# [ACTIVITY LIST]
A: Set down everything in the passage on the Kesen dialect from "According to Yamaura, Kesen" down to "for other dialects.".
B: Tell whether each statement agrees with the passage on the Kesen dialect, answering yes or no and quoting the deciding words: (i) Yamaura's orthography for Kesen uses two writing systems. (ii) Yamaura spelled the name Kesen with the conventional kanji 気仙. (iii) Japanese linguists have recommended Yamaura's work as a model for other dialects.

# [EXTRACT TO READ]
Iwate language activist and medical doctor Harutsugu Yamaura described the dialect in various books, including a dictionary, a grammar, and a translation of the New Testament. Yamaura also created an orthography for Kesen using two writing systems, the first based on the Latin script, and the second using Japanese orthography. Yamaura has forwarded the theory Kesen should not be considered a Japanese dialect, but an independent language in its own right with an Ainu substrate, a theory that is controversial.

According to Yamaura, Kesen was strongly influenced by the Emishi language. The word Kesen, for instance, comes from the Ainu term kese moy (cove at the south tip) and kese ma (scraped place). Yamaura considered the conventional Japanese kanji for Kesen (気仙) an ateji imposed by Yamato Kingdom. Therefore, he used katakana, a writing system typically used for foreign words, to spell the name (ケセン).

Yamaura's effort to describe Kesen and restore people's pride in their local speech is an example of countrywide effort where the national education system has resulted in the stigmatization of local dialects, which children were historically forbidden to use. However, such efforts are routinely depicted in the Japanese media as "romantic, bizarre or quaint" and not taken seriously. Yamaura's work has been recommended by Japanese linguists as a model to be followed for other dialects.

# [STUDY MATERIAL]
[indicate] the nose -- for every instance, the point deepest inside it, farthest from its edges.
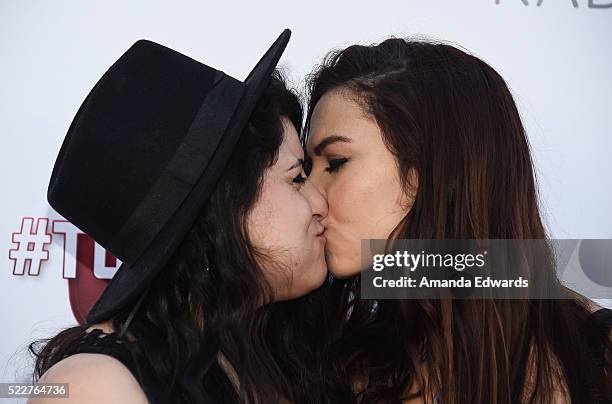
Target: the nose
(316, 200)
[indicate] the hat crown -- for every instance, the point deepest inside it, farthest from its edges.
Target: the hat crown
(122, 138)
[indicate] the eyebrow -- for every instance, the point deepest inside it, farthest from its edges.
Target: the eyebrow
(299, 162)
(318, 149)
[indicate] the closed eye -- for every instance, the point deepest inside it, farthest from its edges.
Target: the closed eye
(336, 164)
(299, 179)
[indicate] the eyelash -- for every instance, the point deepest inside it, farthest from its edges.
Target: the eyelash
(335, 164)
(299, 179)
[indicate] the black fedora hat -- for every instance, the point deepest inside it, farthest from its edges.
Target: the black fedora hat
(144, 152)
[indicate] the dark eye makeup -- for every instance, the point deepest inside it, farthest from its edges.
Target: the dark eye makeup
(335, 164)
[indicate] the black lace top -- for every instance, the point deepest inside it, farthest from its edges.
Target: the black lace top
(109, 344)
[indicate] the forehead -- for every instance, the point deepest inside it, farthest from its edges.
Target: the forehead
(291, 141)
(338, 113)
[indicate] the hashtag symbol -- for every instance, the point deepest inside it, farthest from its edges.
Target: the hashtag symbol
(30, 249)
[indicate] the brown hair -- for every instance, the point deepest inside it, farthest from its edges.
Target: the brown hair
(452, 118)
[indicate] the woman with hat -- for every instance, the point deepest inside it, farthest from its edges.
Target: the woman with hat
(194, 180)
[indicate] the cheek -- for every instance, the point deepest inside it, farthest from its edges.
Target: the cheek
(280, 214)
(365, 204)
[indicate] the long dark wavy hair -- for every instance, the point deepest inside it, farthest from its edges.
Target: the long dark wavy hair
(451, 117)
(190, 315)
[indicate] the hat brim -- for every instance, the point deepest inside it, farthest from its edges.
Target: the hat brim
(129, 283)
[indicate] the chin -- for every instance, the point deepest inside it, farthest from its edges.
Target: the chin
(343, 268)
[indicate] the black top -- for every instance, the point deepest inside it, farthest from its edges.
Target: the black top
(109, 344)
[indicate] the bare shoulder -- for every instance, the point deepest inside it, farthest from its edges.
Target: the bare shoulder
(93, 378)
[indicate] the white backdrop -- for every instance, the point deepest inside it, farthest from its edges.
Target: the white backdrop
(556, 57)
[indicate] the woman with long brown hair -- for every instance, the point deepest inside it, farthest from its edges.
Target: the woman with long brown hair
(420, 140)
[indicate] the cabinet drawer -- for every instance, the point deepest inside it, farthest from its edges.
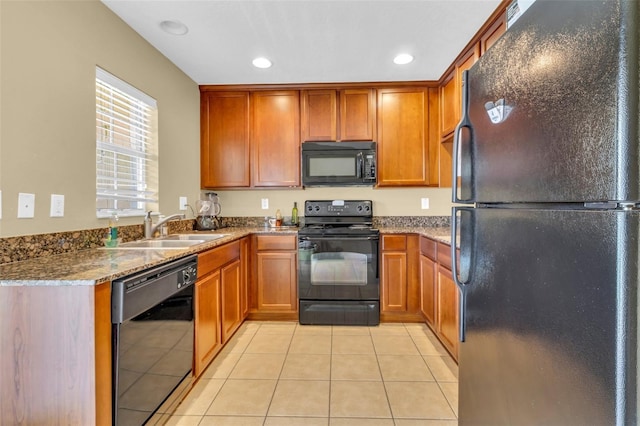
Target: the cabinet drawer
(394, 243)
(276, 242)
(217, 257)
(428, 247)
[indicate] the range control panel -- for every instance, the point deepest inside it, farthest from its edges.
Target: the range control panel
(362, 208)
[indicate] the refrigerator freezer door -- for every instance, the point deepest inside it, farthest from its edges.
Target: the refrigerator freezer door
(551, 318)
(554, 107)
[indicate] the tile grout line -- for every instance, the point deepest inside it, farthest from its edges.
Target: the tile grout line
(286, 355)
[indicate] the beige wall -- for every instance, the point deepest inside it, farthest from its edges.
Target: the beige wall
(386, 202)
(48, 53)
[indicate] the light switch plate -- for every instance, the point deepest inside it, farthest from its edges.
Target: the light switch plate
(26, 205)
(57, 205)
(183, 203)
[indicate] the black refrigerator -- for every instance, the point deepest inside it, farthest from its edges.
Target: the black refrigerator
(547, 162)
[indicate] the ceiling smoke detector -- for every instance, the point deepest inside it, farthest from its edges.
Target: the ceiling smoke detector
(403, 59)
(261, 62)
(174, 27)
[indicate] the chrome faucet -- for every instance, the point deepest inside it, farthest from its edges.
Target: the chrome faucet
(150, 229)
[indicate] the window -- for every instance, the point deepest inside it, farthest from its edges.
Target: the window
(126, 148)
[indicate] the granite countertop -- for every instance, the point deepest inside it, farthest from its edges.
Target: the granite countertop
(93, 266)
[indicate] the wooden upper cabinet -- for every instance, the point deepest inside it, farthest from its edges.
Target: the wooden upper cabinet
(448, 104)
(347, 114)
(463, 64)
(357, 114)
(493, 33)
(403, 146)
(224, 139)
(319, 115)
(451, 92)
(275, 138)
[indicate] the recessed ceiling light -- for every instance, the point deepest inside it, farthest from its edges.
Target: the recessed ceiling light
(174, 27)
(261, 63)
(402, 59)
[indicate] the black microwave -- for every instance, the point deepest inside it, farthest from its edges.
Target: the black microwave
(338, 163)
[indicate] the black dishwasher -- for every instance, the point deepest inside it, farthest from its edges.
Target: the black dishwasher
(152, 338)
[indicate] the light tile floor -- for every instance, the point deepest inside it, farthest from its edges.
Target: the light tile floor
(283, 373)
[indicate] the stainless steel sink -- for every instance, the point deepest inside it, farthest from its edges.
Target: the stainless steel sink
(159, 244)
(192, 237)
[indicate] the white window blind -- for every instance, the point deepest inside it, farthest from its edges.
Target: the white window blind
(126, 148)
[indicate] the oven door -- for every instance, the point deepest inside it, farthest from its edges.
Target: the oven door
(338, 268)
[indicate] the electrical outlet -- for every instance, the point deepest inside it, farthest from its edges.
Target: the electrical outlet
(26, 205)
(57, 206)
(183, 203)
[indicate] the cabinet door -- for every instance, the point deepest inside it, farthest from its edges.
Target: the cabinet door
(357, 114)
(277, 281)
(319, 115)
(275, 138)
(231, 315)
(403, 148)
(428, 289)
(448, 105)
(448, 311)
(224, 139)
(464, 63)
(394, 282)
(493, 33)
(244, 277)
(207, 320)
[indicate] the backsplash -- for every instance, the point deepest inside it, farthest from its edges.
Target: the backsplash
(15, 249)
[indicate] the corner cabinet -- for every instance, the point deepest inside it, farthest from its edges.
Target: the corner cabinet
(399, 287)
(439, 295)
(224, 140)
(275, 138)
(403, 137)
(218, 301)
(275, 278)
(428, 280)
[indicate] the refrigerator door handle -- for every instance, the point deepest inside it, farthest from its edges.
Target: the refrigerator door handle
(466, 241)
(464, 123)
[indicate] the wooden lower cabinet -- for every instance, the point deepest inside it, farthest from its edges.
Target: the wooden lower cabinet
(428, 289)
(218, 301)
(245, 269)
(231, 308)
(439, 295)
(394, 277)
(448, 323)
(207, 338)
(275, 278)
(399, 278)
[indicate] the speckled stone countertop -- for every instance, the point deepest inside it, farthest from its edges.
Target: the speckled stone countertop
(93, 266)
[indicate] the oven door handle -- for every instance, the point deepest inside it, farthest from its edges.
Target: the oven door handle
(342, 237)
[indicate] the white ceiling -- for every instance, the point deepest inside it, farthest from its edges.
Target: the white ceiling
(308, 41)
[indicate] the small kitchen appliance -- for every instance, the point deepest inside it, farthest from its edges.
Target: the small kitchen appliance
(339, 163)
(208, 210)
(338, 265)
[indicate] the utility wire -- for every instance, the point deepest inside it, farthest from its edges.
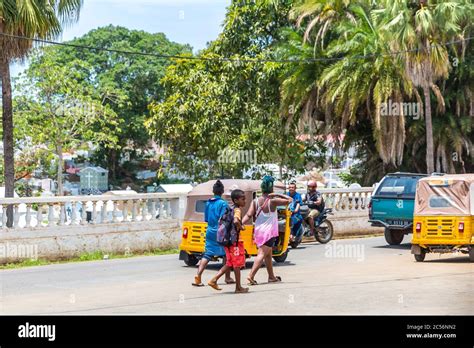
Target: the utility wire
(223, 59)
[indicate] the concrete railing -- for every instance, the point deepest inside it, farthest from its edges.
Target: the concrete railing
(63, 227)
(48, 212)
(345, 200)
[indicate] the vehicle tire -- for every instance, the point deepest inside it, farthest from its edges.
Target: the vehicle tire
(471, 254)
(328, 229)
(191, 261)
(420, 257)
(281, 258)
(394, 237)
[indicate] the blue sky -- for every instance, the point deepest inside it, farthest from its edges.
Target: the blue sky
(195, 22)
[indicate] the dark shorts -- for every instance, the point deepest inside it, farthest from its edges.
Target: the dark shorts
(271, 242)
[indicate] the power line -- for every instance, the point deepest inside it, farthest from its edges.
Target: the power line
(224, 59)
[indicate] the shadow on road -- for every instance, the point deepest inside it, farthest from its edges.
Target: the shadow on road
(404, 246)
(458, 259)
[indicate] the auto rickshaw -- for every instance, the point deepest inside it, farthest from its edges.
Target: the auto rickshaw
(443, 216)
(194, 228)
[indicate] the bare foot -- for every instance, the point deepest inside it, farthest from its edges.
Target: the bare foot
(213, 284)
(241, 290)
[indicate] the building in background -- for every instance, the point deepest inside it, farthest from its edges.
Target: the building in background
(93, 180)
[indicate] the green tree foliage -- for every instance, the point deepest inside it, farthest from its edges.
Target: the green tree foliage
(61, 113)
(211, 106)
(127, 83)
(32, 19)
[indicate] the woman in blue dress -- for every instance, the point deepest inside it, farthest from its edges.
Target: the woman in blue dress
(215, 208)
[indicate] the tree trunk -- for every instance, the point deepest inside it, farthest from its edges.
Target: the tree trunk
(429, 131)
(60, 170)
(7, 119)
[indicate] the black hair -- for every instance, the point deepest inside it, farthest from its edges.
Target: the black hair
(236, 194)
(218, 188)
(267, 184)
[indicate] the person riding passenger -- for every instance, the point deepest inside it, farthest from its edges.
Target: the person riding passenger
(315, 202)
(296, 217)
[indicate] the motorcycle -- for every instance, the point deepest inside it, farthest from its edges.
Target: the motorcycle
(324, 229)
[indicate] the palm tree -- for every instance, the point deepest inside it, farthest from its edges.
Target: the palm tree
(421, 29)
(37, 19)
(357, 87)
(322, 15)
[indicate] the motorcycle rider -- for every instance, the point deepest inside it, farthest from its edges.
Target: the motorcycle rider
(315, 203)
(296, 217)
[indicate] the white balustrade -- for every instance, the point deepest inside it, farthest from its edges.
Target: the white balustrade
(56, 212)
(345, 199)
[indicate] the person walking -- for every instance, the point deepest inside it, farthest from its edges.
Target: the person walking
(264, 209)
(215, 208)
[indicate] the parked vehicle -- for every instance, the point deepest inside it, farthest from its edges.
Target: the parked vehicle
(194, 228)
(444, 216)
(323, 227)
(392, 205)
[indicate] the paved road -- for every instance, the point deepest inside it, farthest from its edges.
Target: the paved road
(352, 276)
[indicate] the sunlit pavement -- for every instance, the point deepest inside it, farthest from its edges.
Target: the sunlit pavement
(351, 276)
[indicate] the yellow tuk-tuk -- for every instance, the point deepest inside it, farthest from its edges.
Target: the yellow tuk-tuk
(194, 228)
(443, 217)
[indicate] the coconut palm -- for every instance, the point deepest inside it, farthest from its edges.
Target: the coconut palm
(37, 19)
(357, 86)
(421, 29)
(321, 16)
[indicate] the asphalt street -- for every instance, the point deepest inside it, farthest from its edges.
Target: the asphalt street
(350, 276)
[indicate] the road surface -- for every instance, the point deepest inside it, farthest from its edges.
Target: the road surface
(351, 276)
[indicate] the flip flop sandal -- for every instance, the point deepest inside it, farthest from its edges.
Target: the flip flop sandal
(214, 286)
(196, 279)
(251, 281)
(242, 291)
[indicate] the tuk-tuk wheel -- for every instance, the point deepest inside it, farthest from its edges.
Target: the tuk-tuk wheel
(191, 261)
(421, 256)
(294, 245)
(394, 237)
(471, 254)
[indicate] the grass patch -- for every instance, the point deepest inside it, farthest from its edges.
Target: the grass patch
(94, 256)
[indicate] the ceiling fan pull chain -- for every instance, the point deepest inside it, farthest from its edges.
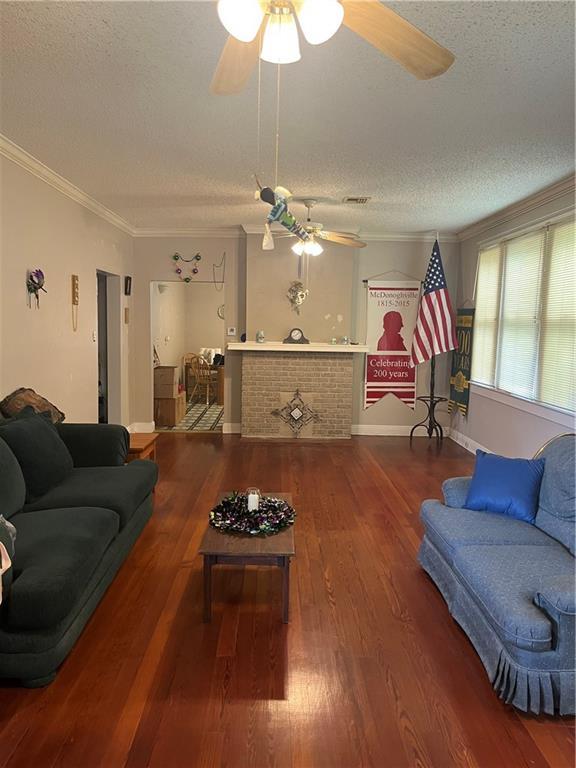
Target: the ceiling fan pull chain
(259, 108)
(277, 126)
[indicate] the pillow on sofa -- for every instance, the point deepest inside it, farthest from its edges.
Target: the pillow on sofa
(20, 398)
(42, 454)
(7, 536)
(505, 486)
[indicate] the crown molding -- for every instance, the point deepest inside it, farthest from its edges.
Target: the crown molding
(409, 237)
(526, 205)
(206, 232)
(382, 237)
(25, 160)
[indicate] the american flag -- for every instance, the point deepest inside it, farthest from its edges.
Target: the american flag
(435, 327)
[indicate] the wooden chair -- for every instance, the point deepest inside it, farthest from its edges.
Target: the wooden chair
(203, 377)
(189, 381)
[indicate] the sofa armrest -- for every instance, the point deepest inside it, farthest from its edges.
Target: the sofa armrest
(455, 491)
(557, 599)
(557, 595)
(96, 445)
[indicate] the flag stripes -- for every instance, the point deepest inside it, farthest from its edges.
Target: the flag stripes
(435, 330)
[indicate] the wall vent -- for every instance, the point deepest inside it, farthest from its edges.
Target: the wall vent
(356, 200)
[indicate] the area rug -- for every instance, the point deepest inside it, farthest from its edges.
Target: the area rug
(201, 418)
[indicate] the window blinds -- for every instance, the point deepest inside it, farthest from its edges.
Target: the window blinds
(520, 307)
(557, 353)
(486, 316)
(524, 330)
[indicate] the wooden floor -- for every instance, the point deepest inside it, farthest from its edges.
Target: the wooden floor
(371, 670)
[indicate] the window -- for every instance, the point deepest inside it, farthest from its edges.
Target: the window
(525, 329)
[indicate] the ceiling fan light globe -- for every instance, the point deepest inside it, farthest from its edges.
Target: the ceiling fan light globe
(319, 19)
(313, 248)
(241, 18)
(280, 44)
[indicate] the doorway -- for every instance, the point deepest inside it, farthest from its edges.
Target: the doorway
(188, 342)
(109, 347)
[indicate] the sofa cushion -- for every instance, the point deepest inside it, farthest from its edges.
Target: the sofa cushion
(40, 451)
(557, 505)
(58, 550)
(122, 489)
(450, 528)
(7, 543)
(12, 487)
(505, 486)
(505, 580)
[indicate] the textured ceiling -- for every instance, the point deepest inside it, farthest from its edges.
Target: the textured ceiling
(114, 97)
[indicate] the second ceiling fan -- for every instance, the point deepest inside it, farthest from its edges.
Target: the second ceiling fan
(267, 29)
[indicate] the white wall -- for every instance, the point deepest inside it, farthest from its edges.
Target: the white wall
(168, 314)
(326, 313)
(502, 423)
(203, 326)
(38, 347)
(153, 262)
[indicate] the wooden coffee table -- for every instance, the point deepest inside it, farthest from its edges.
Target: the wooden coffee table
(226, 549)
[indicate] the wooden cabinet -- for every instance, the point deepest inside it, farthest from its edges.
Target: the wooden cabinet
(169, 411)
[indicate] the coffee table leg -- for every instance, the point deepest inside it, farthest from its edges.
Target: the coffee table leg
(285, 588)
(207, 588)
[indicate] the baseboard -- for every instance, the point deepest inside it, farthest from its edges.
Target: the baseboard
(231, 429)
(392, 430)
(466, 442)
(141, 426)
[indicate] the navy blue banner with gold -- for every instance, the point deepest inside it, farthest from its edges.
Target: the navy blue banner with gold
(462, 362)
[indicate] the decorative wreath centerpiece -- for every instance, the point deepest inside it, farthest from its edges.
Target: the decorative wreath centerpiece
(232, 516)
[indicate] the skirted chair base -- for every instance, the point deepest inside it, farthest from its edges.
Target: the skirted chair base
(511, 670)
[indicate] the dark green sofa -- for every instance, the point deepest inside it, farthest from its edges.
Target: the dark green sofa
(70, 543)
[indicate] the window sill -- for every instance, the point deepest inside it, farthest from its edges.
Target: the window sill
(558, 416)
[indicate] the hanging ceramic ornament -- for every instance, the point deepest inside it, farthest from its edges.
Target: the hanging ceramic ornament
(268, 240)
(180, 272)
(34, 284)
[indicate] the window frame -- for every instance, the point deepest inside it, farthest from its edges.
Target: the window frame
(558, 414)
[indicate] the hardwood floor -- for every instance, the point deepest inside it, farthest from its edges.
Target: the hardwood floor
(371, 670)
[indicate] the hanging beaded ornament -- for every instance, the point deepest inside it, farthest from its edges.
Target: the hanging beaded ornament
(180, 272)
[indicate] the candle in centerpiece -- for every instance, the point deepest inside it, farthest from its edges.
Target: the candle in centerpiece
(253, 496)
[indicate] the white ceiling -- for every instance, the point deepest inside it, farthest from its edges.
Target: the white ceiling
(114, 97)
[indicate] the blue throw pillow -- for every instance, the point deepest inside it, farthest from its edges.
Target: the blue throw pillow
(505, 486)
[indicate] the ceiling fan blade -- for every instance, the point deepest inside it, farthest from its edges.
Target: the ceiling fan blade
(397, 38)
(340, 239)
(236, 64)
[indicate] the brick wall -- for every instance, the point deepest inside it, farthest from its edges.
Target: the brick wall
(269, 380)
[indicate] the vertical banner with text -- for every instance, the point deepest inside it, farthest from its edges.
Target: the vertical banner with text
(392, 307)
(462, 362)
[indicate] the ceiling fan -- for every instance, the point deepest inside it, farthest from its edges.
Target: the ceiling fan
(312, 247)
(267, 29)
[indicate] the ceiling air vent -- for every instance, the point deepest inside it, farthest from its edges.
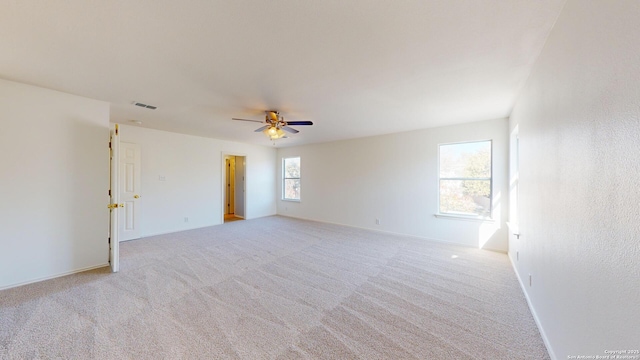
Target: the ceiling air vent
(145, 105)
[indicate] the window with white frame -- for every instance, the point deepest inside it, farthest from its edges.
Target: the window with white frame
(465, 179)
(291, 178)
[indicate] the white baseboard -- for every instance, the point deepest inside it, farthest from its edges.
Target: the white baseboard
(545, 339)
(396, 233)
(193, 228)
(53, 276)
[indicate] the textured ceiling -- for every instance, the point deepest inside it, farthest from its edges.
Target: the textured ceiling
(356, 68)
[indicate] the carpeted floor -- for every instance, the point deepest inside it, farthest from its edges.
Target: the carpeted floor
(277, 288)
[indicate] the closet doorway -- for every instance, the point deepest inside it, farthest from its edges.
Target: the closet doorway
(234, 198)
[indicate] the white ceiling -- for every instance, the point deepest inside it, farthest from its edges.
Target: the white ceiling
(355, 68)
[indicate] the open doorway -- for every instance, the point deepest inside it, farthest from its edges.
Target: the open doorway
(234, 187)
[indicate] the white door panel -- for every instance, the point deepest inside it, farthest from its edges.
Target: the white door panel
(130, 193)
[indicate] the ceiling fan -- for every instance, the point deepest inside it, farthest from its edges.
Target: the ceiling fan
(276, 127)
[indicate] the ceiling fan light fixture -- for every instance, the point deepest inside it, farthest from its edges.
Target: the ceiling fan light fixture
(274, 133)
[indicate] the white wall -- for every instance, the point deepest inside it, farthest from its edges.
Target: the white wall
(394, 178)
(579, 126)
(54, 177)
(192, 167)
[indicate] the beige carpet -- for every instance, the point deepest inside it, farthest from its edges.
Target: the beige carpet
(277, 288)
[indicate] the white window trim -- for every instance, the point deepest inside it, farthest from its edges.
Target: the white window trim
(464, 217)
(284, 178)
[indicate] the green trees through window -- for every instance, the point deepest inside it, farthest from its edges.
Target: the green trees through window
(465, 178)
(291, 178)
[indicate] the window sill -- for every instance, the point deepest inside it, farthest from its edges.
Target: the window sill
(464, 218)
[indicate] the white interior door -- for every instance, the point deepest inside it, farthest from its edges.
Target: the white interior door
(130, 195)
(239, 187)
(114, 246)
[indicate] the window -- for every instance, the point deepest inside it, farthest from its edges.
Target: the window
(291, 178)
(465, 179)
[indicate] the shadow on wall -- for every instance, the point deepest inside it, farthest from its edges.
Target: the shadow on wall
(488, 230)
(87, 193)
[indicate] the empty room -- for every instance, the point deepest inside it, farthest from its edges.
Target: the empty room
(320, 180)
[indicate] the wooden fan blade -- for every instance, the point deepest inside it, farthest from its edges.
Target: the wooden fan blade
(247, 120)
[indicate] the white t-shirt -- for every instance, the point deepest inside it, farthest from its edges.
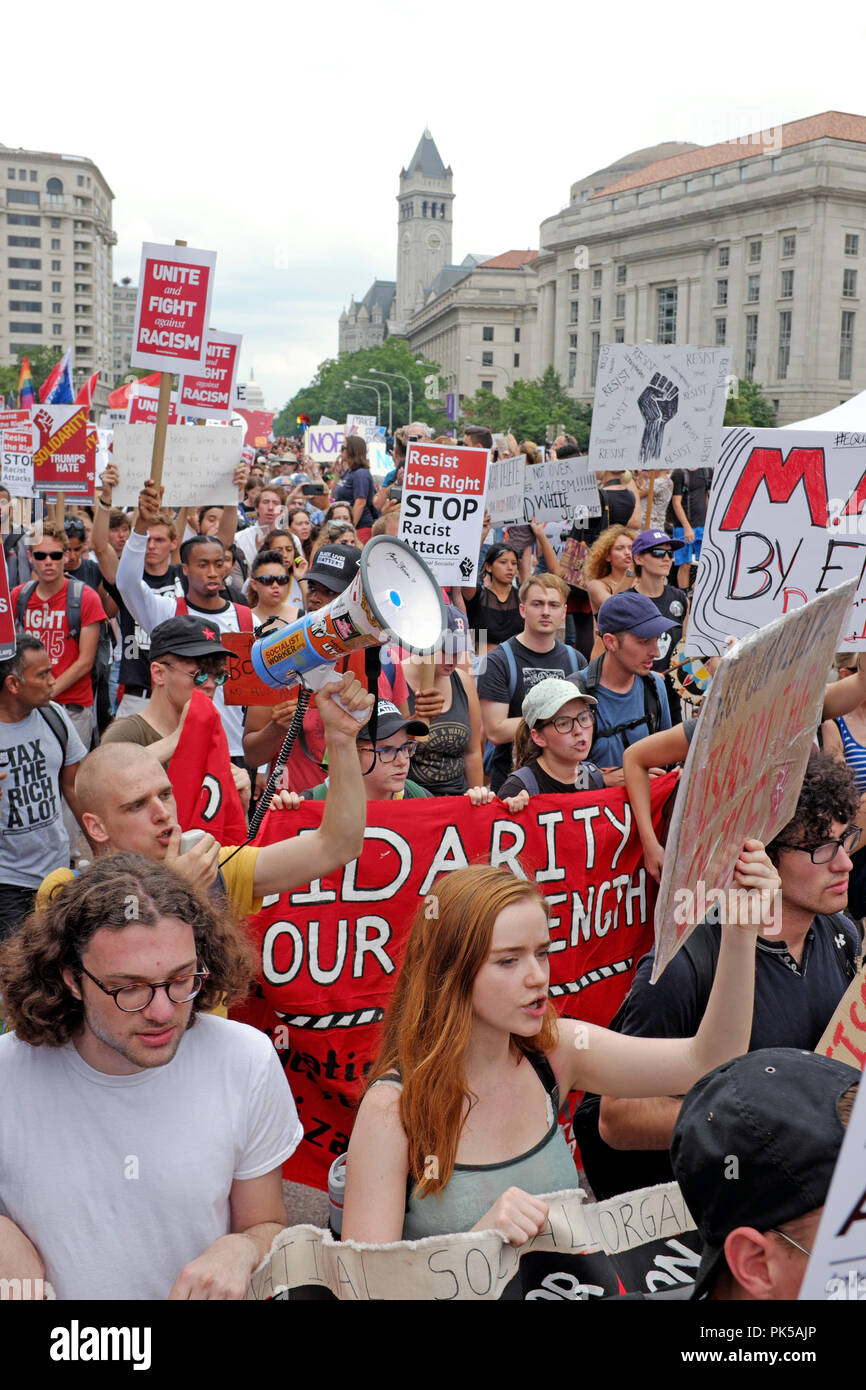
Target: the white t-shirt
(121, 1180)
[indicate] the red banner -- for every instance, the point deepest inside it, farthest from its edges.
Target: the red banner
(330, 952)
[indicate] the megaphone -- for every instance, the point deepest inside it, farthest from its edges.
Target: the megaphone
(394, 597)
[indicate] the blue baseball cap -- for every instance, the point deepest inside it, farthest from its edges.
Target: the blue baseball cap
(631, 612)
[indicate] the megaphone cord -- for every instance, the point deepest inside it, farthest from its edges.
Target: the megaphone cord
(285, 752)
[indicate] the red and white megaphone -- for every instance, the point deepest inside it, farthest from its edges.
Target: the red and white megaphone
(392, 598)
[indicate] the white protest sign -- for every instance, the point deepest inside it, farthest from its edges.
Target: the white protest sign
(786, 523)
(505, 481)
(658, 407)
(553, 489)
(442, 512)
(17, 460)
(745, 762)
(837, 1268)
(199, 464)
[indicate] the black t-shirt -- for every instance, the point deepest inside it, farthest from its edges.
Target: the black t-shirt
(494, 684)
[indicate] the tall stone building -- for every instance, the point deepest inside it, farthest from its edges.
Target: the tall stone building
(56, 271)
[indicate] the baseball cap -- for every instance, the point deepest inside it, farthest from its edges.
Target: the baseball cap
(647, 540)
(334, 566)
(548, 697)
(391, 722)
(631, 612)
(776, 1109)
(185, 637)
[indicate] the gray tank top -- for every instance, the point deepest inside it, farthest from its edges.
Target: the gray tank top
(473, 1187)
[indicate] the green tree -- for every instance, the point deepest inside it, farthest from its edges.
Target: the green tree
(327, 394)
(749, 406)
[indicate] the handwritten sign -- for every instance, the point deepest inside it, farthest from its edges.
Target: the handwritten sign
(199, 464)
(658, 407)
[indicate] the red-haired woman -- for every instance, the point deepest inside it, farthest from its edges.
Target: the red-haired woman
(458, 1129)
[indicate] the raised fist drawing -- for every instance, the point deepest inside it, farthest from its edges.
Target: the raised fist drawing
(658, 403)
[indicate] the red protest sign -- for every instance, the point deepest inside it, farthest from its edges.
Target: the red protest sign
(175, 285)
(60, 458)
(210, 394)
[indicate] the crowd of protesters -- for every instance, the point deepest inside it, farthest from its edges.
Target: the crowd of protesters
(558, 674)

# [RESPONSES PER TASK]
A:
According to Yamaura, Kesen was strongly influenced by the Emishi language. The word Kesen, for instance, comes from the Ainu term kese moy (cove at the south tip) and kese ma (scraped place). Yamaura considered the conventional Japanese kanji for Kesen (気仙) an ateji imposed by Yamato Kingdom. Therefore, he used katakana, a writing system typically used for foreign words, to spell the name (ケセン).

Yamaura's effort to describe Kesen and restore people's pride in their local speech is an example of countrywide effort where the national education system has resulted in the stigmatization of local dialects, which children were historically forbidden to use. However, such efforts are routinely depicted in the Japanese media as "romantic, bizarre or quaint" and not taken seriously. Yamaura's work has been recommended by Japanese linguists as a model to be followed for other dialects.

B:
(i) Yes: "Yamaura also created an orthography for Kesen using two writing systems"
(ii) No: "he used katakana, a writing system typically used for foreign words, to spell the name (ケセン)"
(iii) Yes: "Yamaura's work has been recommended by Japanese linguists as a model to be followed for other dialects"